SOURCE MATERIAL
»»
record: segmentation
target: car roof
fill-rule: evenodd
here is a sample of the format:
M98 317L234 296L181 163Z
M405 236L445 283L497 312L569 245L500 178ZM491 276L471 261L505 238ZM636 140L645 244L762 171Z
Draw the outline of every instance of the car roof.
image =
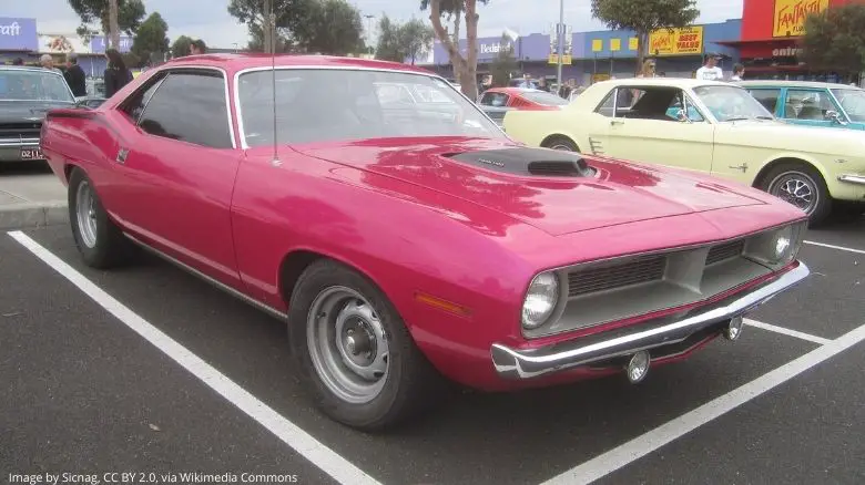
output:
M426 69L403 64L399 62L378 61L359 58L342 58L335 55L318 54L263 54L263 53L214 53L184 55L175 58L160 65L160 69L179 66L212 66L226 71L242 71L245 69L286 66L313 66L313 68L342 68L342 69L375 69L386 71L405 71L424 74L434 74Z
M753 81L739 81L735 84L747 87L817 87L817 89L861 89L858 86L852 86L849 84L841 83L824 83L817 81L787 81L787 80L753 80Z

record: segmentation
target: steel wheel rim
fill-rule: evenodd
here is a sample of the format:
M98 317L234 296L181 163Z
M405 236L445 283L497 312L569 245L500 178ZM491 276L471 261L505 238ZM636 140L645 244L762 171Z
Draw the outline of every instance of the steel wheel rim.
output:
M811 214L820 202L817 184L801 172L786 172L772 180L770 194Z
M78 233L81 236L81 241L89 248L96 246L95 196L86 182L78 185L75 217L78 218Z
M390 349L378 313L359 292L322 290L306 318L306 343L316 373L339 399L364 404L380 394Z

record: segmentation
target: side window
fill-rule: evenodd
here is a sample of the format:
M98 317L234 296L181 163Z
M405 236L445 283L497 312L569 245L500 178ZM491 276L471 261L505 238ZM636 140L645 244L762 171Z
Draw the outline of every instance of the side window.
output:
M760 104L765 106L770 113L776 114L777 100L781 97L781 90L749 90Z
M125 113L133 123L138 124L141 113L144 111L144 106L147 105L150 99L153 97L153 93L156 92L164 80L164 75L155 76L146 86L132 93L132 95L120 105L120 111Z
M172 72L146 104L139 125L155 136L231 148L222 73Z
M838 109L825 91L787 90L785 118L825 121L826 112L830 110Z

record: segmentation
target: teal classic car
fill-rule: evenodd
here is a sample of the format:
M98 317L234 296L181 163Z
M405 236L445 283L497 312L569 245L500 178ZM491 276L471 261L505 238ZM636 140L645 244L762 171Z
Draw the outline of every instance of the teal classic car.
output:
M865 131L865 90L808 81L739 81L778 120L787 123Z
««
Turn every line of the items above into a Markdown table with the columns "Row" and "Item line," numbering each row and skipping blank lines. Leave the pictures out of the table.

ANSWER TO THIS EXERCISE
| Row | Item line |
|---|---|
| 1 | record: segmentation |
| 2 | target: car roof |
| 3 | fill-rule: evenodd |
| 4 | here is a sample of the format: |
| 5 | M98 317L234 296L181 163Z |
| 6 | M405 236L445 283L497 312L569 245L500 178ZM491 276L471 261L505 238ZM636 140L645 244L762 171Z |
| 7 | Draw the outline of every instance of the car roof. |
| 8 | image = |
| 9 | output: |
| 10 | M426 69L403 64L399 62L378 61L359 58L342 58L335 55L318 54L263 54L263 53L214 53L184 55L175 58L160 65L160 69L179 66L212 66L226 71L242 71L245 69L286 66L313 66L313 68L342 68L342 69L375 69L386 71L405 71L424 74L434 74Z |
| 11 | M753 81L739 81L735 84L747 87L817 87L817 89L861 89L858 86L852 86L849 84L841 83L824 83L817 81L787 81L787 80L753 80Z |
| 12 | record: segmentation |
| 13 | target: steel wheel rim |
| 14 | fill-rule: evenodd |
| 15 | here is a sample of the format: |
| 16 | M98 317L234 296L181 163Z |
| 17 | M405 236L445 283L497 312L569 245L500 178ZM491 276L471 261L505 238ZM636 140L645 244L762 171Z |
| 18 | Draw the outline of every instance of the steel wheel rim. |
| 19 | output: |
| 20 | M811 214L820 202L817 184L801 172L786 172L772 180L770 194Z |
| 21 | M78 233L81 236L81 241L89 248L96 246L95 196L86 182L78 185L75 217L78 218Z |
| 22 | M390 349L378 313L359 292L322 290L306 318L306 343L316 373L339 399L364 404L380 394Z |
| 23 | record: segmentation |
| 24 | target: side window |
| 25 | fill-rule: evenodd |
| 26 | here is a sample of the format: |
| 27 | M98 317L234 296L181 163Z |
| 28 | M405 236L445 283L497 312L569 245L500 178ZM491 276L471 261L505 238ZM636 140L645 244L762 171Z |
| 29 | Draw the outline of every instance of the side window. |
| 30 | output: |
| 31 | M760 104L765 106L770 113L776 114L777 100L781 97L781 90L749 90Z |
| 32 | M125 113L133 123L138 124L141 113L144 111L144 106L147 105L150 99L153 97L153 93L156 92L164 80L164 75L155 76L146 86L132 93L132 95L120 105L120 111Z |
| 33 | M172 72L146 104L139 125L155 136L231 148L222 73Z |
| 34 | M838 109L825 91L787 90L785 118L825 121L826 112L830 110Z |
| 35 | record: segmentation |
| 36 | target: teal classic car |
| 37 | fill-rule: evenodd |
| 38 | here is a sample of the format: |
| 39 | M98 317L234 296L181 163Z |
| 40 | M405 236L445 283L497 312L569 245L500 178ZM491 276L471 261L505 238ZM636 140L645 244L762 171Z |
| 41 | Draw the outline of every instance of the teal classic car. |
| 42 | output: |
| 43 | M865 131L865 90L808 81L739 81L778 120L787 123Z |